▶ [What is required]: Among the records, find the lines that hold the string "coffee" and return them.

(Referring expression grounding data)
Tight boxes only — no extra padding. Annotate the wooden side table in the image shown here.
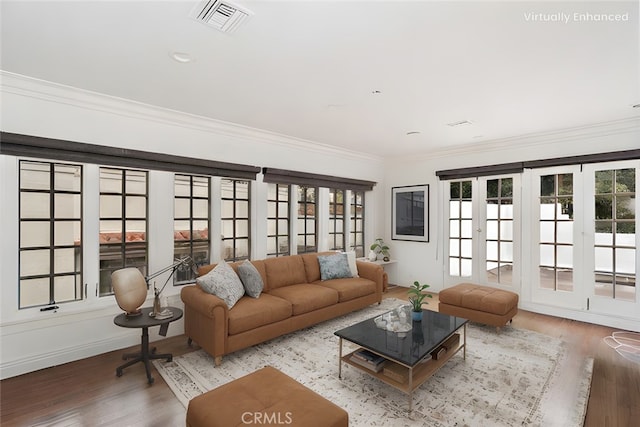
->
[113,306,183,384]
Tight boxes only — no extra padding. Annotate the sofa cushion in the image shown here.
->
[237,260,264,298]
[196,262,245,309]
[315,277,376,302]
[227,294,293,335]
[301,252,333,282]
[269,284,339,315]
[318,253,353,280]
[263,256,307,289]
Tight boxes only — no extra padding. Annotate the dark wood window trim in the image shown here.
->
[262,167,375,192]
[1,132,260,180]
[436,149,640,180]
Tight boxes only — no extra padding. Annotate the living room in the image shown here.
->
[1,0,639,426]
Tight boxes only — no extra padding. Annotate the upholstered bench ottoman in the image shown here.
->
[438,283,518,330]
[186,366,348,427]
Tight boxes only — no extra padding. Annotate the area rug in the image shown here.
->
[154,299,593,426]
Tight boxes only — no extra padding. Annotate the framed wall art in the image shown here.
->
[392,184,429,242]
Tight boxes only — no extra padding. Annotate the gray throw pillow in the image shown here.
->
[237,260,264,298]
[196,261,245,309]
[318,253,353,281]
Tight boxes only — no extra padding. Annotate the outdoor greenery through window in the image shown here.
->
[329,188,346,251]
[19,161,83,308]
[449,181,473,276]
[350,190,365,257]
[486,178,514,285]
[539,173,574,292]
[221,179,250,261]
[174,174,210,283]
[594,168,636,301]
[267,183,290,257]
[297,186,317,253]
[99,168,148,296]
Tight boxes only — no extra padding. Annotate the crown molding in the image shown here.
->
[0,71,383,163]
[389,116,640,164]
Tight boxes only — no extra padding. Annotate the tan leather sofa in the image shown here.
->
[181,252,384,365]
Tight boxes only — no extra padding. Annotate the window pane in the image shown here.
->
[540,244,554,267]
[175,198,190,218]
[55,193,80,218]
[100,195,122,217]
[54,221,81,246]
[540,175,555,197]
[21,249,50,276]
[54,164,81,192]
[21,193,50,218]
[486,203,499,220]
[100,169,122,192]
[461,259,472,276]
[21,162,50,190]
[21,221,50,247]
[500,220,513,240]
[460,239,472,257]
[460,220,473,238]
[174,176,191,197]
[449,240,459,256]
[500,242,513,262]
[556,221,573,244]
[616,196,634,219]
[616,168,635,192]
[449,201,460,218]
[616,248,636,275]
[558,174,573,195]
[486,240,498,259]
[54,275,77,302]
[595,247,613,273]
[449,220,460,238]
[487,179,499,198]
[193,177,209,197]
[126,196,146,217]
[595,170,613,193]
[486,220,498,240]
[126,171,147,194]
[20,278,50,307]
[236,201,249,217]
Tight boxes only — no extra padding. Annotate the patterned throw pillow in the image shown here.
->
[237,260,264,298]
[196,261,245,309]
[318,253,353,281]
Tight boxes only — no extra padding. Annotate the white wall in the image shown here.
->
[383,117,640,330]
[0,72,385,379]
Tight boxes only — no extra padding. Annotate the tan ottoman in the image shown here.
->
[438,283,518,330]
[186,366,348,427]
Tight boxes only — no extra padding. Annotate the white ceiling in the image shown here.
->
[1,0,638,158]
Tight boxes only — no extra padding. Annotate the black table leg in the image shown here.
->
[115,326,172,384]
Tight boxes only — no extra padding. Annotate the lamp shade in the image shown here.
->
[112,267,148,315]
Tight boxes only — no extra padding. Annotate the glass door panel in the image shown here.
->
[586,161,638,319]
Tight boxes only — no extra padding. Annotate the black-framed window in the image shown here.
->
[221,179,250,261]
[99,167,148,296]
[267,183,290,257]
[297,186,317,254]
[350,190,365,257]
[19,161,83,309]
[486,178,514,285]
[174,174,210,283]
[329,188,346,251]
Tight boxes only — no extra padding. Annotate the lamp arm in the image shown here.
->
[146,256,194,295]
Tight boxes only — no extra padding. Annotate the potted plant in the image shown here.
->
[408,281,432,321]
[369,238,390,262]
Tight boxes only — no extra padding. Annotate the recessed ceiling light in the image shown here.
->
[371,90,382,94]
[170,52,193,63]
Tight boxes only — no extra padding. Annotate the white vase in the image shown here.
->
[368,250,377,261]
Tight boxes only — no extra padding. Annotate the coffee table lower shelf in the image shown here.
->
[338,326,466,411]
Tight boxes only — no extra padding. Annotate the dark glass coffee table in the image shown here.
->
[335,308,467,410]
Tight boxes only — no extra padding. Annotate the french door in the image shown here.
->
[583,160,639,318]
[529,166,584,309]
[444,175,520,291]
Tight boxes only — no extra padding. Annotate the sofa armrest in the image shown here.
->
[181,284,228,318]
[180,285,228,362]
[355,261,384,298]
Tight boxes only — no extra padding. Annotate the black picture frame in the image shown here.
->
[392,184,429,242]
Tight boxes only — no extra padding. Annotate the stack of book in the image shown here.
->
[350,349,386,372]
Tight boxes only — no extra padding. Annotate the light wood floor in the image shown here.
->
[1,287,638,426]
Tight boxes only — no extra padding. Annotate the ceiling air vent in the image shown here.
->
[191,0,253,33]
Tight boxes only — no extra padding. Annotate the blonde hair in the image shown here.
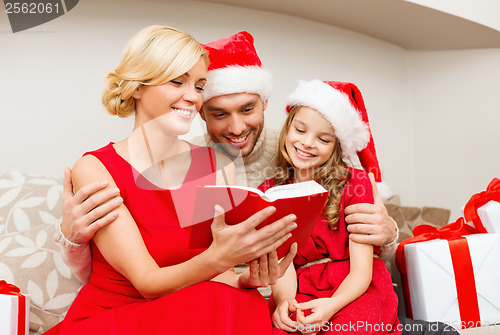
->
[102,25,209,117]
[274,106,351,230]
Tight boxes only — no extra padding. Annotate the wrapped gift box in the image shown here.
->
[477,200,500,233]
[458,201,500,233]
[0,289,30,335]
[462,178,500,233]
[404,233,500,329]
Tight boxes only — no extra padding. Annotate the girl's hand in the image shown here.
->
[295,298,339,335]
[272,298,299,332]
[238,244,297,289]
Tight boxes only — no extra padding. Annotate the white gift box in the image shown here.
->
[0,294,30,335]
[404,233,500,328]
[477,200,500,233]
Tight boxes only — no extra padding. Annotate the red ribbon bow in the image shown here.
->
[0,280,21,294]
[0,280,26,335]
[463,178,500,233]
[395,218,481,328]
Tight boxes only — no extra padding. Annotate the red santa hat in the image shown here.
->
[202,31,272,102]
[286,80,391,197]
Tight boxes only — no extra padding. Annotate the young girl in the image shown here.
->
[265,80,400,335]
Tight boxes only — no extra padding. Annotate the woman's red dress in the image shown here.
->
[47,142,272,335]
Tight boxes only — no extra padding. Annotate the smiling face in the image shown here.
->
[132,58,207,135]
[285,106,337,182]
[200,93,266,157]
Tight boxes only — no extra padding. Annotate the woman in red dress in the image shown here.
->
[46,25,297,335]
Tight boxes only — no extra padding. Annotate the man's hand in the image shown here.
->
[344,173,397,247]
[238,243,297,289]
[60,167,122,244]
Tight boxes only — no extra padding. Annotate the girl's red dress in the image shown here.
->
[46,142,272,335]
[261,168,400,335]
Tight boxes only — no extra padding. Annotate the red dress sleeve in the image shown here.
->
[344,168,381,255]
[343,168,374,207]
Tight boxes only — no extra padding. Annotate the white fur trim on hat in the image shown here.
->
[286,80,370,158]
[376,182,393,201]
[203,66,272,102]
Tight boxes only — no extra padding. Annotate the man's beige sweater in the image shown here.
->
[191,127,280,188]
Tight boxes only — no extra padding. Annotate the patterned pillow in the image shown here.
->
[0,171,82,334]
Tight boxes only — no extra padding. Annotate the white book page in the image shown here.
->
[203,185,266,197]
[264,180,327,202]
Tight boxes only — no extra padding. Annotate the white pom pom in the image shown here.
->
[376,182,393,202]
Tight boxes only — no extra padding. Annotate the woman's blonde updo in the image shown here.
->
[102,25,209,117]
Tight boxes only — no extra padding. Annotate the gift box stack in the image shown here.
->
[0,280,30,335]
[396,178,500,329]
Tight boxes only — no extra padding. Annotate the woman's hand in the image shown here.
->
[272,298,299,332]
[61,167,122,244]
[207,205,297,272]
[238,243,297,289]
[294,298,339,335]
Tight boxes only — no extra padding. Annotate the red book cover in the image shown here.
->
[187,180,329,259]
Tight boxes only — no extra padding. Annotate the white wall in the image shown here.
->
[3,0,499,219]
[0,0,413,199]
[407,49,500,220]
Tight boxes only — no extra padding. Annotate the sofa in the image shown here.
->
[0,170,493,334]
[0,170,82,334]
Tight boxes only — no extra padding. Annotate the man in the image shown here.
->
[56,31,456,335]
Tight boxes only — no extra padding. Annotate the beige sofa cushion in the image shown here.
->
[0,171,82,334]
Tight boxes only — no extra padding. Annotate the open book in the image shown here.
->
[187,180,329,259]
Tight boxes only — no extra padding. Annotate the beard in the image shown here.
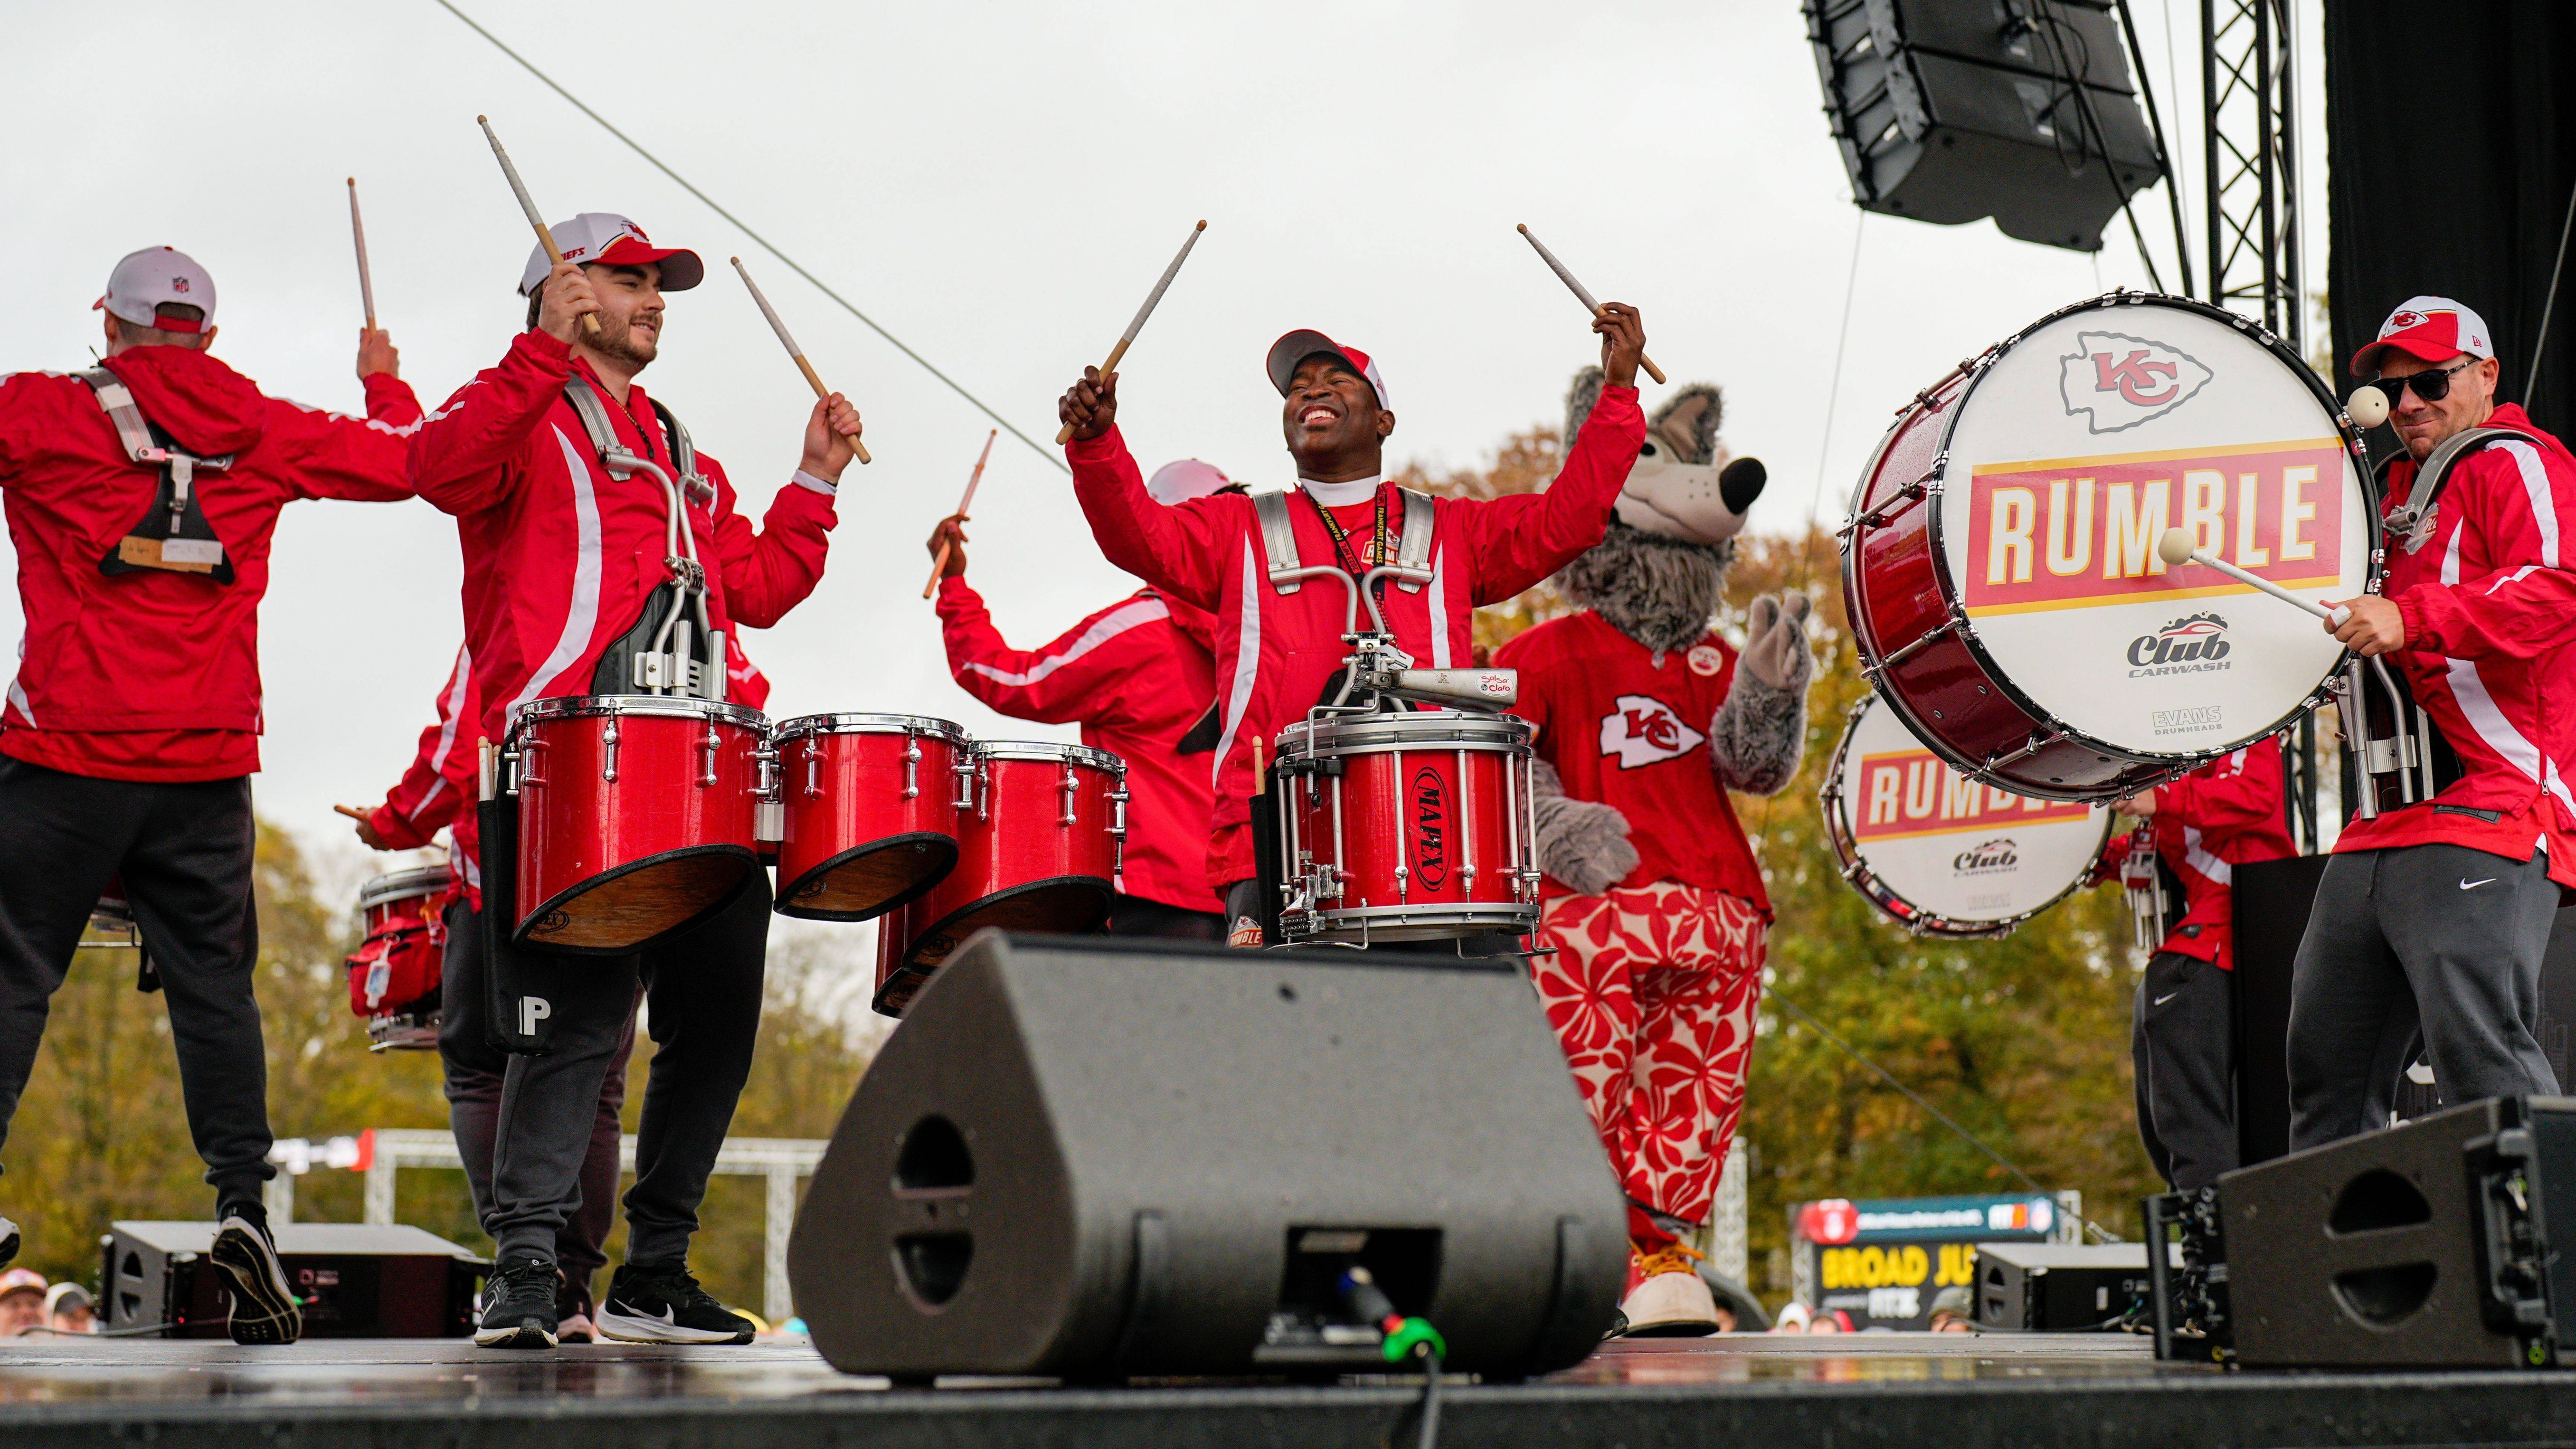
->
[592,311,659,371]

▶ [Result for this exercise]:
Tight boxes only — no extra padding. Annotate the coffee table lower shelf in the image shown here.
Tight boxes only — no extra padding. Annotate the dark glass coffee table in the image shown here.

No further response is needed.